Aim of the exercise |
The following entries are to be repeated exactly, and the pictures are to be left behind.

Raw data |

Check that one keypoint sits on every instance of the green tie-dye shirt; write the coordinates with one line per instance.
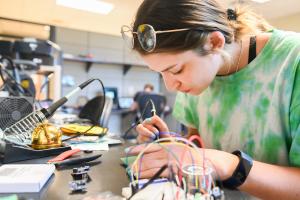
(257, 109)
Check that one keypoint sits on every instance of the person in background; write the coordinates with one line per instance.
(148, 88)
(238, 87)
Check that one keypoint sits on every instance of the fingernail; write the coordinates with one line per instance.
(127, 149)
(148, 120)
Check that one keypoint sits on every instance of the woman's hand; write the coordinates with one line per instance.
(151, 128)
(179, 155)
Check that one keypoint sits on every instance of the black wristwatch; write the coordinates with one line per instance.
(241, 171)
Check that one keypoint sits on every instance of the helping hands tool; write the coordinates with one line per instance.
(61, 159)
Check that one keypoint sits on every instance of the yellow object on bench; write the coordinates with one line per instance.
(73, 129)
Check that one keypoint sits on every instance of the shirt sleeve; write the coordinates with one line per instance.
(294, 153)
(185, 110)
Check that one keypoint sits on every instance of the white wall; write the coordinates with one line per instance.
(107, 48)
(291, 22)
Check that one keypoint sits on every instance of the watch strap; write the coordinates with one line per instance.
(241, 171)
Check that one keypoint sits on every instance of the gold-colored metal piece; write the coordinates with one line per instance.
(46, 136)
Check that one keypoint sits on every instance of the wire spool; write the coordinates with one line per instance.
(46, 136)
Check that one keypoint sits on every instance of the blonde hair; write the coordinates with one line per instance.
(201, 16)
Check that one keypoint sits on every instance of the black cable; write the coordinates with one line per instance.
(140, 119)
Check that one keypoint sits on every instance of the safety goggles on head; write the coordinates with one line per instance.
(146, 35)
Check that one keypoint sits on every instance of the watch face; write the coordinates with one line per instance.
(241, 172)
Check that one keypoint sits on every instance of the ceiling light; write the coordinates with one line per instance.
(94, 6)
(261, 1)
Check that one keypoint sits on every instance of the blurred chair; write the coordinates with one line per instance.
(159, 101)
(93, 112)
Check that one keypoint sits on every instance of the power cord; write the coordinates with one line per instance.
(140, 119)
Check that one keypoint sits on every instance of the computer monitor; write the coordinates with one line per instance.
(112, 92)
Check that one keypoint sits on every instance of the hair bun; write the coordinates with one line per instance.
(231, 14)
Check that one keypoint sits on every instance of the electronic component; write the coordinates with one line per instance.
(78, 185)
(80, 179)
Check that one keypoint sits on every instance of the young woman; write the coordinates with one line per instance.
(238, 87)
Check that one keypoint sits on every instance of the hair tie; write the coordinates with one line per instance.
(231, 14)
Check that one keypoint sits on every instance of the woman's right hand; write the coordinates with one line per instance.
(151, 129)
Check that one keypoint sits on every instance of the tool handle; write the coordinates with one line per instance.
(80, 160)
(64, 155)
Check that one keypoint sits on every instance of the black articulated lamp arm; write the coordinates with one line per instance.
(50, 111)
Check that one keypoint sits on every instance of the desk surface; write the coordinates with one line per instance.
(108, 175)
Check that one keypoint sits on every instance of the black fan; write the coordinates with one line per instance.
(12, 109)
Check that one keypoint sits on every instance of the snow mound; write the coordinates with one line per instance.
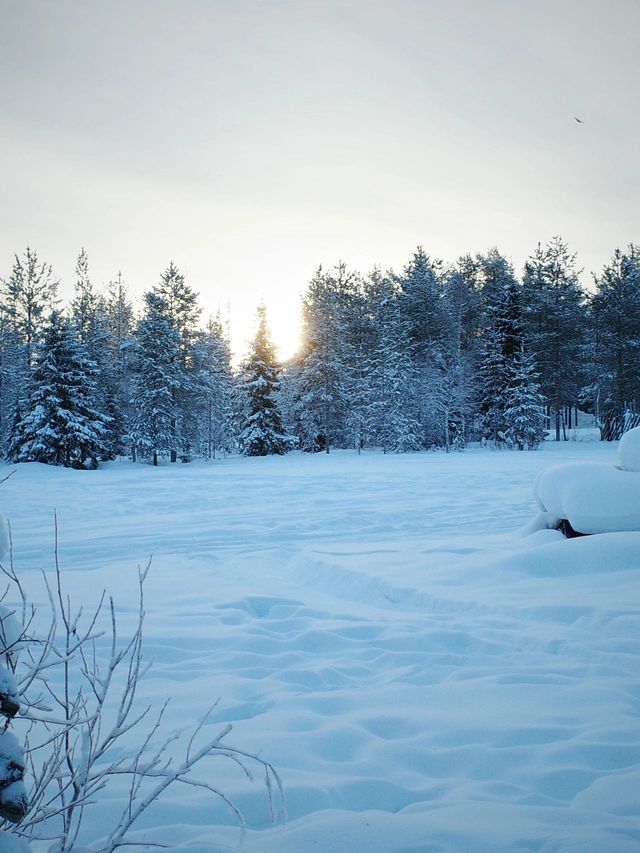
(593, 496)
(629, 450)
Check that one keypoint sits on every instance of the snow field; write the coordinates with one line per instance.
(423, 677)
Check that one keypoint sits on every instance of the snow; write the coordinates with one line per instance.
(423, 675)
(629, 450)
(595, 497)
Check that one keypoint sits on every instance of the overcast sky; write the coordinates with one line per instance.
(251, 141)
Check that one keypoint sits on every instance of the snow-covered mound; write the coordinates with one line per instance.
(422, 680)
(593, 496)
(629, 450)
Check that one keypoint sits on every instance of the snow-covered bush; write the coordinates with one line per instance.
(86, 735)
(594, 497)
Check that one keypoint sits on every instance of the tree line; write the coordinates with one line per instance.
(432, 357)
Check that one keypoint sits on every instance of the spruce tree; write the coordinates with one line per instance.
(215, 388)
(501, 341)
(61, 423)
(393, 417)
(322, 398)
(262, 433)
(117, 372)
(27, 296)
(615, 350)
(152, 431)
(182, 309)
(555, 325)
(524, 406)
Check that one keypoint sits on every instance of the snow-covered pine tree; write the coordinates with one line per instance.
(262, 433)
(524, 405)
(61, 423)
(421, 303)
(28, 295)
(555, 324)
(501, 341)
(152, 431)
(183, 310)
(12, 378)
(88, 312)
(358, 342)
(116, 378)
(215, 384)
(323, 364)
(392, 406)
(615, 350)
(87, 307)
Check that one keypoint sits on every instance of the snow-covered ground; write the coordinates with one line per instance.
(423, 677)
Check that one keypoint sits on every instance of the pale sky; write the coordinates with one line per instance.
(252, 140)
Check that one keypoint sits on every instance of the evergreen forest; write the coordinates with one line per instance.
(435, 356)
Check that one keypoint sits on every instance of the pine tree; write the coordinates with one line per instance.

Answer below |
Check that one keypoint sits on every instance of the green tie-dye shirt; write the coordinates with one line per instance.
(257, 109)
Check that one keypoint sits on every instance of the person in background; write the coordinates with one line per instance.
(148, 88)
(238, 87)
Check that one keypoint sits on every instance of the fingernail; write the coordinates with one line per instance.
(127, 149)
(148, 120)
Check that one keypoint sits on every instance of the woman's hand; write the coordinates with one line per instance.
(151, 128)
(179, 155)
Check that one keypoint sits on every instance of the black wristwatch; write the coordinates with one line per instance.
(241, 171)
Check that one keypoint sits on every instance of the helping hands tool; write the coordinates with one line per instance.
(61, 159)
Check that one keypoint sits on every instance of the yellow object on bench; write the coordinates with one line per instance.
(73, 129)
Check that one keypoint sits on every instance of the shirt sleeve; write the coordinates with one line per instance.
(294, 153)
(185, 110)
Check that one keypoint sits on every instance of the white wall; write the coordinates with one line per instance.
(107, 48)
(291, 22)
Check that one keypoint sits on every instance of the watch strap; write the coordinates with one line per instance.
(241, 171)
Check that one keypoint sits on every instance of the gold-colored metal piece; write the coordinates with one line per instance.
(46, 136)
Check that one keypoint sits on every instance of the wire spool; write the coordinates with one line per instance.
(46, 136)
Check that one keypoint sits on every instance of the blonde hair; write the coordinates with one line per instance.
(201, 16)
Check that one keypoint sits on every instance of the black cable; write the coordinates with one line per instance.
(140, 119)
Check that one keypoint sits on every instance of the safety goggles on head; write the coordinates with one line per instance.
(146, 35)
Check that one keypoint sits on every instance of the watch face; write the coordinates with one line per instance.
(241, 172)
Check that one keypoint sits on every instance of the ceiling light; write the coordinates with one line per instance.
(94, 6)
(261, 1)
Check that one keypoint sits on every instance of the blurred chair; write the coordinates with one line per instance.
(159, 101)
(93, 112)
Check that one keypoint sits on every instance of the power cord; write the coordinates with one line per instance.
(140, 119)
Check that one keypoint sits on every instance of the computer monitor; write the coordinates with one line per instance.
(112, 92)
Check that one keypoint sits on every instance of the hair bun; write the coordinates with one line per instance.
(231, 14)
Check that one keypoint sits on every instance of the electronic component; write the coordinates with one line per instance.
(78, 185)
(80, 179)
Check that one keypoint sits on every instance of the young woman; write the coordinates with one line per instance.
(238, 87)
Check that one keypoint sits on every instance of the hair tie; write the coordinates with one line per instance.
(231, 14)
Check that one keypoint sits on every instance of the woman's right hand; write the coordinates with one line per instance.
(151, 129)
Check that one keypoint sits on every instance of the tool handle; write the coordinates with one line per instance.
(80, 160)
(64, 155)
Check that one keypoint sits on every instance of the black articulated lamp arm; write the coordinates with one line per instance.
(50, 111)
Check that one keypoint sits on every instance of the desk surface; write the coordinates with one line per instance.
(108, 175)
Check that one keypoint sits on every instance of the black fan; write the coordinates with one line per instance.
(12, 109)
Check that one keypoint sits on every instance of the snow mound; write the coordinates with one line per instance.
(593, 496)
(629, 450)
Check that one keypoint sits on every instance of the snow field; write the coordinates with one line per instance.
(423, 677)
Check that one keypoint sits on every instance of the snow; write the coordinates with one line per instance.
(423, 675)
(629, 450)
(595, 497)
Check that one keypoint sits on every instance of the overcast sky; write the coordinates with one line per instance.
(251, 141)
Check that one keypoint sits on every instance of the snow-covered mound; write the coordinates with one line per instance.
(422, 680)
(593, 496)
(629, 450)
Check that one keypoint sits on every instance of the snow-covered bush; write the coordinates with one line per instance.
(86, 735)
(594, 497)
Check that one keypoint sits on every instance of the tree line; write the coordinates with one line per instance.
(432, 357)
Check that one keypoint sits on every instance of the spruce tree; write the coordinates with one line per instance.
(215, 388)
(501, 341)
(61, 423)
(393, 417)
(322, 398)
(262, 433)
(117, 372)
(27, 296)
(615, 350)
(152, 431)
(182, 309)
(555, 325)
(524, 406)
Check that one keypoint sits on every instance of the snow-covered pine tree; write the coordinates with one line per instance.
(262, 433)
(524, 405)
(61, 423)
(421, 303)
(28, 295)
(555, 324)
(501, 341)
(152, 431)
(183, 310)
(12, 378)
(88, 312)
(358, 342)
(116, 378)
(215, 384)
(323, 364)
(392, 406)
(615, 350)
(87, 307)
Check that one keypoint sits on every instance of the snow-covered ground; write the coordinates with one line per instance.
(423, 677)
Check that one keypoint sits on every instance of the pale sky; write the coordinates with one line per instance.
(252, 140)
Check that one keypoint sits on every instance of the evergreen forest; write the coordinates with one line per instance.
(435, 356)
Check that one keypoint sits on every instance of the pine tree; write the coordinates with one line per instance.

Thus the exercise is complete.